• **Tasks to perform**:
**a.** From the article on Moncef Slaoui and Operation Warp Speed, write down the passage between "Slaoui shared his" and "around the globe.", inclusive.
**b.** In the article on Moncef Slaoui and Operation Warp Speed, what was the name of the New York Academy of Sciences symposium where he gave the keynote address?
**c.** Extend the article on Moncef Slaoui and Operation Warp Speed, picking up right after its last sentence.

• **Excerpted text**:
Moncef Slaoui’s “Ambitious Mission” Brought Success and Frustration
The former chief scientific officer of Operation Warp Speed reflects on a year of achievement, shortcomings, and hopes for the months ahead
Published February 02, 2021


Monsef Slaoui, MD
Chief Science Advisor to Operation Warp Speed
Moncef Slaoui, the former chief scientific officer for “Operation Warp Speed,” says the program delivered on its primary mission “100 percent,” even as he acknowledged secondary failures. These include an overreliance on states to execute vaccine delivery and inadequate communication to manage expectations about the speed of vaccine rollout.
As Slaoui, a veteran vaccinologist and longtime advocate for pandemic preparedness, concludes a brief tenure advising the new administration, he offered a rare insider perspective on the “ambitious mission” of Operation Warp Speed (OWS), along with a cautiously optimistic view of the coming months.
Slaoui shared his reflections with audiences during the keynote address of a New York Academy of Sciences symposium, The Quest for a Covid-19 Vaccine. His comments come amid heightened concerns about the efficacy of Covid-19 vaccines against newly emerging, highly transmissible variants, and ongoing difficulties with vaccine supply and deployment in the United States and around the globe.

• **Provided data**:
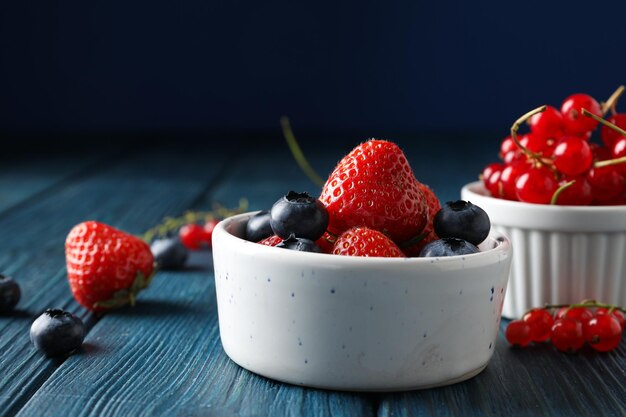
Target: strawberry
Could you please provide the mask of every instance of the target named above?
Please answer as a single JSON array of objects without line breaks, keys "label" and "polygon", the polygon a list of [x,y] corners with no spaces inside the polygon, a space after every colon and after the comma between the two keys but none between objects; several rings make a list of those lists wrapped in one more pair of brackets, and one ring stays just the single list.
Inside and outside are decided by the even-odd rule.
[{"label": "strawberry", "polygon": [[430,187],[420,183],[420,189],[422,190],[422,194],[424,194],[424,197],[426,198],[426,203],[428,205],[428,222],[426,223],[426,227],[424,228],[420,236],[416,239],[419,240],[417,243],[409,243],[408,245],[402,247],[402,250],[404,251],[404,254],[406,256],[418,256],[424,246],[426,246],[430,242],[439,239],[439,237],[435,233],[435,228],[433,227],[433,220],[437,212],[441,209],[441,203],[439,202],[439,199],[437,198],[433,190],[430,189]]},{"label": "strawberry", "polygon": [[92,311],[134,304],[154,272],[144,241],[95,221],[74,226],[65,240],[65,258],[74,298]]},{"label": "strawberry", "polygon": [[336,235],[367,226],[402,243],[419,235],[428,207],[400,148],[372,139],[354,148],[330,174],[320,200]]},{"label": "strawberry", "polygon": [[348,229],[337,238],[333,254],[345,256],[404,257],[404,253],[391,239],[378,230],[368,227]]}]

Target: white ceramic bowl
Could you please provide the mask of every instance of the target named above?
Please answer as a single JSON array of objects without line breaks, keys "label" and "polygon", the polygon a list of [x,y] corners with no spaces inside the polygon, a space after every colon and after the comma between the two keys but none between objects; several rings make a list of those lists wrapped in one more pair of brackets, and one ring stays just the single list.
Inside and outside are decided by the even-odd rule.
[{"label": "white ceramic bowl", "polygon": [[252,214],[213,232],[220,336],[242,367],[298,385],[395,391],[487,365],[511,262],[503,235],[467,256],[347,257],[240,239]]},{"label": "white ceramic bowl", "polygon": [[626,305],[626,206],[551,206],[493,198],[481,182],[461,198],[508,236],[513,265],[502,314],[597,299]]}]

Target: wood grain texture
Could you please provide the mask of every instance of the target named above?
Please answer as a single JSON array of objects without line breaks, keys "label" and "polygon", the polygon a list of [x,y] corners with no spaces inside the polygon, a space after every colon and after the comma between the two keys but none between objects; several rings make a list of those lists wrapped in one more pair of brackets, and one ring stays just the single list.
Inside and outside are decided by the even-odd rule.
[{"label": "wood grain texture", "polygon": [[[265,178],[254,167],[242,158],[216,184],[219,192],[206,193],[192,205],[211,207],[216,194],[227,205],[242,196],[273,202],[283,193],[284,172],[262,168],[269,173]],[[239,184],[237,178],[250,169],[256,181]],[[308,180],[300,178],[295,185],[304,186]],[[132,197],[128,191],[118,195],[121,201]],[[171,204],[168,199],[153,203],[161,213]],[[129,219],[135,227],[138,221]],[[160,272],[135,308],[99,320],[85,340],[85,352],[65,361],[18,415],[374,415],[374,403],[363,395],[288,386],[231,362],[219,341],[210,254],[205,256],[204,268]]]},{"label": "wood grain texture", "polygon": [[157,151],[111,161],[108,168],[67,181],[0,217],[0,235],[5,237],[0,270],[22,289],[17,311],[0,317],[0,415],[15,414],[62,362],[46,359],[32,347],[28,332],[35,317],[46,308],[60,307],[77,313],[88,327],[95,322],[67,286],[67,232],[76,223],[96,219],[140,233],[164,215],[185,210],[225,163],[207,163],[196,156],[194,163],[177,166],[177,160]]}]

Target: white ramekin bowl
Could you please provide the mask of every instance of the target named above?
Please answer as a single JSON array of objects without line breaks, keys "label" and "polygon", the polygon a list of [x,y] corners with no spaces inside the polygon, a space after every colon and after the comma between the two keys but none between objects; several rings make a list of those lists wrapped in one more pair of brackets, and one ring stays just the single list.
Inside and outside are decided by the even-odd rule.
[{"label": "white ramekin bowl", "polygon": [[461,198],[508,236],[513,265],[502,314],[597,299],[626,305],[626,206],[551,206],[493,198],[481,182]]},{"label": "white ramekin bowl", "polygon": [[252,214],[213,232],[220,336],[242,367],[298,385],[395,391],[487,365],[511,263],[500,233],[467,256],[346,257],[247,242]]}]

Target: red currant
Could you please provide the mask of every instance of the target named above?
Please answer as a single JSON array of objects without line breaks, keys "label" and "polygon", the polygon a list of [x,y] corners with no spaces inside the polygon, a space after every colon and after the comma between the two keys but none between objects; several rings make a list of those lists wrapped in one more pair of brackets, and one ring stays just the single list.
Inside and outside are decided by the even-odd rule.
[{"label": "red currant", "polygon": [[[626,156],[626,136],[620,136],[613,144],[613,158],[623,158]],[[626,175],[626,162],[615,165],[622,174]]]},{"label": "red currant", "polygon": [[198,250],[200,246],[208,242],[204,228],[196,223],[184,225],[180,228],[178,235],[182,244],[189,250]]},{"label": "red currant", "polygon": [[506,340],[513,346],[525,347],[532,341],[530,325],[522,320],[513,320],[506,326]]},{"label": "red currant", "polygon": [[557,188],[554,174],[546,167],[528,169],[515,181],[517,198],[525,203],[548,204]]},{"label": "red currant", "polygon": [[533,342],[545,342],[550,338],[550,330],[554,324],[554,318],[545,308],[530,310],[524,314],[522,320],[530,326],[530,338]]},{"label": "red currant", "polygon": [[555,320],[550,341],[561,352],[577,351],[585,344],[582,323],[567,317]]},{"label": "red currant", "polygon": [[[605,316],[608,314],[609,314],[608,308],[600,307],[596,310],[596,316]],[[617,321],[619,321],[620,326],[622,326],[622,330],[624,330],[626,328],[626,317],[624,317],[624,313],[622,313],[618,309],[613,309],[611,314],[613,315],[613,317],[617,319]]]},{"label": "red currant", "polygon": [[615,349],[622,340],[622,326],[612,315],[593,317],[585,323],[583,332],[585,340],[599,352]]},{"label": "red currant", "polygon": [[596,116],[602,117],[600,104],[587,94],[572,94],[561,105],[565,132],[573,135],[592,131],[598,122],[591,117],[583,116],[581,109],[586,109]]},{"label": "red currant", "polygon": [[204,226],[203,226],[204,239],[205,239],[205,242],[209,245],[209,247],[211,246],[211,239],[213,238],[213,229],[215,229],[215,226],[217,226],[219,222],[220,221],[217,219],[212,219],[204,223]]},{"label": "red currant", "polygon": [[593,167],[587,172],[595,202],[603,203],[622,196],[626,190],[626,179],[618,165]]},{"label": "red currant", "polygon": [[[621,127],[622,129],[626,129],[626,113],[618,113],[609,117],[607,121],[613,123],[617,127]],[[621,137],[621,135],[614,131],[613,129],[602,125],[600,128],[600,137],[602,138],[602,142],[608,147],[611,147],[615,144],[615,141]]]},{"label": "red currant", "polygon": [[589,181],[584,176],[565,177],[559,181],[559,187],[570,181],[574,181],[574,183],[559,193],[556,204],[560,206],[587,206],[591,204],[593,193]]},{"label": "red currant", "polygon": [[502,183],[502,197],[507,200],[517,200],[517,192],[515,191],[515,183],[517,178],[528,170],[528,164],[523,161],[512,162],[504,167],[500,174],[500,182]]},{"label": "red currant", "polygon": [[558,319],[568,318],[584,323],[593,317],[593,313],[587,307],[561,307],[554,317]]},{"label": "red currant", "polygon": [[591,168],[593,153],[589,143],[575,136],[559,141],[552,154],[554,166],[565,175],[578,175]]},{"label": "red currant", "polygon": [[533,134],[544,139],[559,137],[563,133],[563,116],[552,106],[533,115],[528,121]]}]

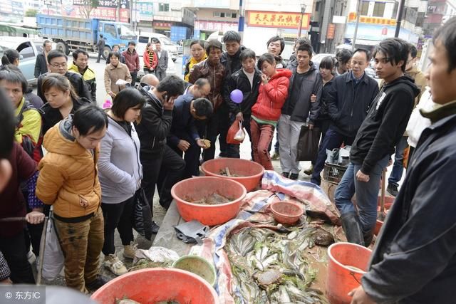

• **Written responses**:
**a.**
Slaoui shared his reflections with audiences during the keynote address of a New York Academy of Sciences symposium, The Quest for a Covid-19 Vaccine. His comments come amid heightened concerns about the efficacy of Covid-19 vaccines against newly emerging, highly transmissible variants, and ongoing difficulties with vaccine supply and deployment in the United States and around the globe.

**b.** The Quest for a Covid-19 Vaccine

**c.**
Under Slaoui’s leadership, Operation Warp Speed—a partnership that did not exist one year ago—oversaw the development, testing, and deployment of a portfolio of diverse, highly effective, and safe vaccines against a wildly transmissible respiratory pathogen. Slaoui hailed the “visionary approach” of OWS in uniting public and private entities that don’t always collaborate effectively, while synchronizing development and clinical trial processes to maximize speed without compromising safety. “We decided to go for the clinical development of this vaccine and the process development and manufacturing absolutely in parallel—in contrast with what happens in the normal setting,” he said. Such risks proved well worth the gamble when the first Phase 3 trial data, from mRNA vaccines developed by Moderna with support from OWS and privately by Pfizer/BioNTech, were, at 95 percent effectiveness, “beyond everyone’s wildest dreams,” according to Slaoui. “Great science leads to great outcomes...you couldn’t invent this, frankly.”
While the rapid-fire development of multiple vaccines amid a pandemic is already being hailed as a great achievement in science, Slaoui acknowledges two key failures, both rooted in a mismatch between expectation and the realities of vaccine deployment in the United States.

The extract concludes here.